== DATA EXCERPTS ==
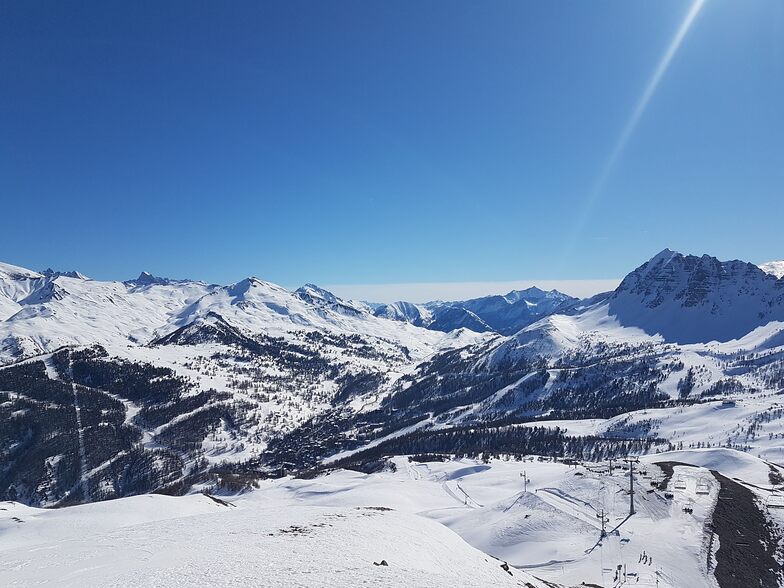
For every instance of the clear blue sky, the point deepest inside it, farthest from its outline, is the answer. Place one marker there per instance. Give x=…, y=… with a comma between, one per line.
x=355, y=142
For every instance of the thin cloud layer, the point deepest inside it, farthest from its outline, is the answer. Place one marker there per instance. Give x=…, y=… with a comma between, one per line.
x=425, y=291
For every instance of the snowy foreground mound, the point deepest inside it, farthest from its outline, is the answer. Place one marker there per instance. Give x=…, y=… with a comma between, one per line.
x=710, y=523
x=194, y=541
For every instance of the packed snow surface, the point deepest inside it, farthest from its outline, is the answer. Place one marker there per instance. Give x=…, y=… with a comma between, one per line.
x=542, y=518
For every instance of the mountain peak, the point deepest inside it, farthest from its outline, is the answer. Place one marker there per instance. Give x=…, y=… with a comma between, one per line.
x=774, y=268
x=50, y=273
x=688, y=299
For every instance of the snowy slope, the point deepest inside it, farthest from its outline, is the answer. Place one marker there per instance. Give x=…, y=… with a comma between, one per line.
x=689, y=299
x=775, y=268
x=257, y=540
x=40, y=313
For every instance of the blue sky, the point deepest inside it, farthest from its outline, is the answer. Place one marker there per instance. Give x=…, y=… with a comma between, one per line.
x=387, y=142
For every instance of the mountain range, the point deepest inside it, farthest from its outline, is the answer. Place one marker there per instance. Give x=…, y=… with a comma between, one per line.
x=180, y=381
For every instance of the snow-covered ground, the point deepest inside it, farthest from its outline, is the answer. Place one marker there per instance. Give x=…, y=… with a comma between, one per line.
x=542, y=517
x=256, y=540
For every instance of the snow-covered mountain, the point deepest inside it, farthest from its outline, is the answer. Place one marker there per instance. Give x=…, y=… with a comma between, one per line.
x=775, y=268
x=502, y=314
x=689, y=299
x=260, y=378
x=112, y=389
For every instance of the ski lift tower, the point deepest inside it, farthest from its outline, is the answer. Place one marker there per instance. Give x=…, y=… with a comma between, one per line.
x=631, y=461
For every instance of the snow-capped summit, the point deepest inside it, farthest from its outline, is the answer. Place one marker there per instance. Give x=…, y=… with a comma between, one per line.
x=321, y=298
x=147, y=279
x=50, y=273
x=689, y=299
x=503, y=314
x=406, y=312
x=775, y=268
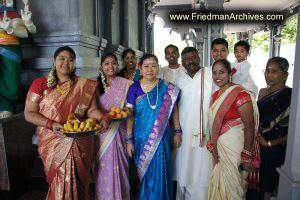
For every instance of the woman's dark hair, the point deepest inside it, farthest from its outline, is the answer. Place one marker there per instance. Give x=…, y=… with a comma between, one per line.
x=171, y=46
x=73, y=55
x=219, y=41
x=225, y=62
x=147, y=56
x=188, y=50
x=126, y=51
x=282, y=63
x=101, y=75
x=244, y=44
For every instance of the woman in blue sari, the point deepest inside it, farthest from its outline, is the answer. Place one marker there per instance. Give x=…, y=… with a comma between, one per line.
x=274, y=108
x=129, y=70
x=152, y=101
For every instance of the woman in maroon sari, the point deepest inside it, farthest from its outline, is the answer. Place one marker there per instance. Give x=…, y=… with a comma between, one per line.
x=112, y=177
x=50, y=99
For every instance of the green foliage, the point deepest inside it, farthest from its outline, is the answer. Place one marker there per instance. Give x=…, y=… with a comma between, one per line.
x=289, y=30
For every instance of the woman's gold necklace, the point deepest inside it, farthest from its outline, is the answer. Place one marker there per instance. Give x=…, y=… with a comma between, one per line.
x=153, y=107
x=64, y=90
x=217, y=99
x=127, y=76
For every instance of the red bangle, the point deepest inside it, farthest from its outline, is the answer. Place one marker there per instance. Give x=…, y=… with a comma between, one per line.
x=49, y=124
x=246, y=155
x=105, y=118
x=210, y=146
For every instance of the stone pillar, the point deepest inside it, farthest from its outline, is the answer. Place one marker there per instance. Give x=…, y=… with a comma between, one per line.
x=131, y=24
x=61, y=23
x=201, y=34
x=214, y=30
x=275, y=40
x=142, y=25
x=289, y=182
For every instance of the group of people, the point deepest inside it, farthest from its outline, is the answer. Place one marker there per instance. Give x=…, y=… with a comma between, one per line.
x=198, y=126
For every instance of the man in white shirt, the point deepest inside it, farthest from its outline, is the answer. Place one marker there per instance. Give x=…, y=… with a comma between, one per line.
x=171, y=71
x=219, y=49
x=193, y=162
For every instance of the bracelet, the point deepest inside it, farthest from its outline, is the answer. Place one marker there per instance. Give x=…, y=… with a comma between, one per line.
x=249, y=153
x=210, y=146
x=246, y=155
x=105, y=118
x=128, y=139
x=178, y=131
x=49, y=124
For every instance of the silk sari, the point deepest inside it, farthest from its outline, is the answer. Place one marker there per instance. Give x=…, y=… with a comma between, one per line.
x=227, y=182
x=67, y=161
x=152, y=152
x=112, y=178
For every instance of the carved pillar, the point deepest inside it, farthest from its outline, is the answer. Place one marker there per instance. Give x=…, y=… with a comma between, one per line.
x=289, y=181
x=275, y=40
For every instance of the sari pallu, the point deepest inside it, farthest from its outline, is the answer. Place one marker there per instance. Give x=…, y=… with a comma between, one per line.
x=152, y=142
x=66, y=160
x=227, y=182
x=112, y=178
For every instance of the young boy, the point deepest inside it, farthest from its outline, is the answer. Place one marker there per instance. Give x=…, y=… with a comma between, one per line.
x=241, y=67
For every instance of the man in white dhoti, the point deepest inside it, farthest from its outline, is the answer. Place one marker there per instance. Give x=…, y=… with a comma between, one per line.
x=193, y=163
x=171, y=71
x=219, y=49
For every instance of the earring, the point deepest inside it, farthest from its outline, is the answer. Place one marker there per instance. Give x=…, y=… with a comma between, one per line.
x=51, y=81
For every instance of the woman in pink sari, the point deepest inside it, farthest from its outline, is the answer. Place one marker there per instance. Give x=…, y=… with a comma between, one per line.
x=112, y=179
x=67, y=161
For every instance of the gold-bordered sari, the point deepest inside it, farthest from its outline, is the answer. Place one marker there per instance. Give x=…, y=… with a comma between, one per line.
x=66, y=161
x=226, y=181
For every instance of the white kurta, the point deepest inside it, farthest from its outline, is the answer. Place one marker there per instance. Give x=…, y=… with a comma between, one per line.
x=169, y=74
x=192, y=167
x=243, y=76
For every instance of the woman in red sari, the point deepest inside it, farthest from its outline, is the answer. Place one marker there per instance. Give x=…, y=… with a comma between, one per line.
x=233, y=122
x=50, y=99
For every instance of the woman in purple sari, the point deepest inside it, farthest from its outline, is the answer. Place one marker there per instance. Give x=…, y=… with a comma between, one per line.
x=148, y=132
x=112, y=178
===
PROBLEM STATEMENT: The expected output is every entry above, character for character, with no pictures.

TASK ANSWER:
For every instance of the clear blue sky, the point deepest inside it, farthest from its outline, is the answer. Place one marker there per instance. Give x=…, y=… with a comma between, one per line.
x=355, y=142
For every instance of the thin cloud layer, the point deepest inside it, farthest from its outline, is the answer. Place one marker there per instance. Give x=…, y=… with a comma between, one per line.
x=425, y=291
For every instance of the snowy foreground mound, the point deepest inside it, farthest from its outline, is the answer. Place one marker there per instance. Give x=…, y=… with a comma between, one per line.
x=710, y=523
x=194, y=541
For every instance of the packed snow surface, the point deepest inside it, farthest from its outline, is the answer. Place one marker there per instance. Give x=…, y=… with a comma between, one per line.
x=542, y=518
For every instance of the mountain peak, the point deepest inside it, farthest from its outline, is the answer. Place one marker there per instance. Give x=…, y=… with a comma between, one per line.
x=774, y=268
x=50, y=273
x=688, y=299
For every instance of the snowy slope, the point deepest inside it, farthest from its outline, is the answer. Place one marker there per instance. Give x=…, y=… with a comma between, one per line.
x=689, y=299
x=775, y=268
x=257, y=540
x=40, y=313
For every instance of the blue sky, the point deepest inside it, farthest from its outline, is the answer. Place one marker there per instance. Give x=…, y=… with a comma between, one per line.
x=387, y=142
For every instance of the mountain range, the point deepest inside it, farthest from its outline, is the answer. Place one marker there per instance. Give x=…, y=… with a comma between, one per line.
x=180, y=381
For every instance of the snow-covered ground, the point deepest inside it, farthest from its outline, is the answer. Place one marker there per instance. Give x=…, y=… with a comma between, one per line.
x=542, y=517
x=256, y=540
For every instance of the snow-covered mountain, the point deepest inside it, farthest from its outline, is the answer. Place one marker there per instance. Give x=…, y=… with a comma between, one per line.
x=775, y=268
x=502, y=314
x=689, y=299
x=260, y=378
x=112, y=389
For every instance of the ski lift tower, the point deepest inside it, farthest from its outline, is the answer. Place one marker there per instance. Give x=…, y=… with a comma between, one per line.
x=631, y=461
For every instance of the snow-capped summit, the point deepest inside it, farthest from its outline, is the answer. Place one marker there per instance. Give x=…, y=… with a comma between, one per line.
x=321, y=298
x=147, y=279
x=50, y=273
x=689, y=299
x=503, y=314
x=406, y=312
x=775, y=268
For every instance of the woman's dark hair, the point deepest inside it, farthest from its outline, is the answer. Place one marker there per instance. Give x=…, y=… with a comma between, one per line.
x=171, y=46
x=73, y=55
x=219, y=41
x=225, y=62
x=147, y=56
x=188, y=50
x=126, y=51
x=282, y=63
x=101, y=75
x=244, y=44
For every instance of the woman in blue sari, the point deepest inside it, farthest from its outline, is the answer. Place one marker there per instance. Give x=…, y=… with a comma between, one per line.
x=274, y=108
x=129, y=70
x=152, y=101
For every instance of the woman in maroon sari, the point deepest inside it, farthest from its outline, is the answer. Place one marker there per instance. Give x=…, y=… with a comma between, one per line.
x=112, y=177
x=50, y=99
For every instance of the green foliage, the point deepest inside it, farthest from its outline, is the answer. Place one marker there per instance. Give x=…, y=… with a comma between, one per line.
x=289, y=30
For every instance of the woman's gold necklace, the point deepest inside it, farthest from its outline, is the answer. Place one marker there per instance. Give x=…, y=… with a comma between, one per line.
x=153, y=107
x=64, y=90
x=217, y=99
x=127, y=76
For every instance of the red bangle, the point deepest inside it, farthest from its outline, is the answer. Place one marker there per instance. Give x=…, y=… with a comma between, one per line.
x=49, y=124
x=246, y=155
x=105, y=118
x=210, y=146
For every instance of the stone pillar, the point deepest inside it, farthest from its outline, is the answer. Place one marker there per instance. Give x=…, y=… with a comma between, one per line.
x=131, y=24
x=61, y=23
x=201, y=34
x=214, y=30
x=275, y=40
x=142, y=25
x=289, y=182
For every instance of the group of people, the point deepest inside it, farthest from its outline, is the answer. Place one marker there per instance. Give x=…, y=… with a comma between, one per line.
x=198, y=126
For every instance of the man in white shirt, the point deepest inside it, farthest from its outline, is the answer. Place one marker there per instance. Give x=…, y=… with a comma between, one per line.
x=171, y=71
x=219, y=49
x=193, y=162
For every instance of the bracelet, the point deepest inside it, farthest from its outline, is the answer. Place one marker there per instance. Give x=…, y=… with a comma between, one per line.
x=249, y=153
x=210, y=146
x=246, y=155
x=105, y=118
x=128, y=139
x=178, y=131
x=49, y=124
For every instance of the silk sari, the point deepest inside it, farthest from its outline, is the answer. Place one marker there per instance. Give x=…, y=… with a comma between, one per line.
x=227, y=182
x=67, y=161
x=152, y=152
x=112, y=178
For every instance of the carved pillar, the point deepest inside it, farthest from its outline, is the answer. Place one marker there per instance. Give x=…, y=… with a comma between, one per line.
x=289, y=181
x=275, y=40
For every instance of the sari pallu, the point deepest inside it, farthest from its outline, is the answer. Place one marker there per instance. Give x=…, y=… with a comma between, one per line.
x=152, y=142
x=66, y=160
x=227, y=182
x=112, y=178
For every instance of the young boy, the point deepest inside it, farthest from its outline, is the answer. Place one marker there per instance. Give x=…, y=… with a comma between, one per line.
x=241, y=67
For every instance of the man in white dhoti, the point deepest inside it, farthest from its outline, is the answer. Place one marker there per instance. Give x=…, y=… with a comma between, one per line.
x=193, y=163
x=171, y=71
x=219, y=49
For every instance of the earring, the point deepest inside it, farthest from its outline, is the answer. Place one marker there per instance. Give x=…, y=… with a comma between, one per line.
x=51, y=81
For every instance of the woman in pink sari, the point deepest inside it, farthest from its outline, is the answer. Place one marker there per instance. Give x=…, y=… with a comma between, one per line.
x=112, y=179
x=67, y=161
For every instance of the gold-bordered sari, the point deepest inside it, farthest from its outline, is the answer. Place one marker there per instance. Give x=…, y=… with a comma between, one per line.
x=66, y=161
x=226, y=181
For every instance of the white kurta, the point deepest inside it, farthest from its outline, is the answer. Place one marker there per instance. Give x=…, y=… with a comma between, one per line.
x=169, y=74
x=192, y=167
x=243, y=76
For every instance of the woman in red sari, the point deepest inside it, farthest from its outline, is the answer. Place one marker there per instance. Give x=…, y=… with a comma between, one per line.
x=233, y=122
x=50, y=99
For every instance of the woman in purple sari, the point deepest inside it, farthest from its outline, is the answer. Place one marker there per instance. Give x=…, y=… with a comma between, one per line.
x=148, y=132
x=112, y=178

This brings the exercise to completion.